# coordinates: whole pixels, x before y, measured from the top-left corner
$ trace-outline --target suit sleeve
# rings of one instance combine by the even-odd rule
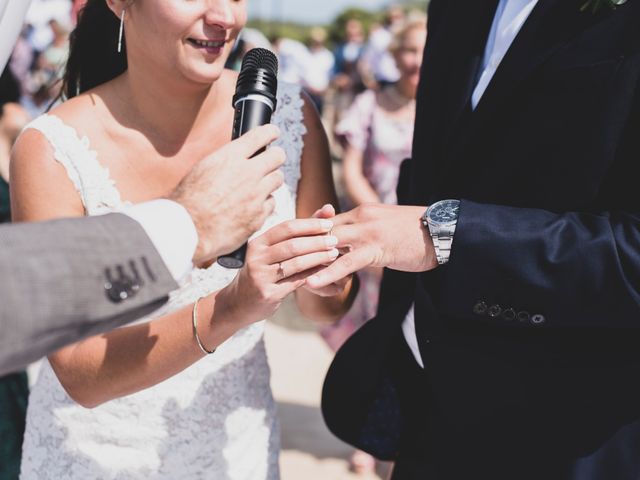
[[[441,308],[529,328],[640,328],[640,213],[463,200]],[[515,315],[515,316],[514,316]]]
[[[177,287],[121,214],[0,227],[0,278],[0,374],[150,314]]]

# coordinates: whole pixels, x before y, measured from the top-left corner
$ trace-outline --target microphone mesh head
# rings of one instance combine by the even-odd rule
[[[242,59],[242,71],[263,68],[274,76],[278,75],[278,57],[266,48],[253,48]]]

= = = = =

* INSTRUCTIONS FOR THE TASK:
Only the text of the entries above is to be given again, exactly, with the pictures left out.

* EXERCISE ANSWER:
# coordinates: whole pixels, x before y, measured from the top-left corner
$ trace-outline --target suit sleeve
# rings of one instance combine by the even-odd rule
[[[441,308],[529,328],[640,328],[640,213],[463,200]],[[515,315],[515,316],[514,316]]]
[[[177,287],[121,214],[0,227],[0,278],[0,374],[150,314]]]

# coordinates: whole pixels, x before y, measured from the top-left corner
$ trace-outline --target microphone mesh head
# rings of one instance combine by the even-odd rule
[[[242,59],[242,71],[263,68],[274,76],[278,75],[278,57],[266,48],[253,48]]]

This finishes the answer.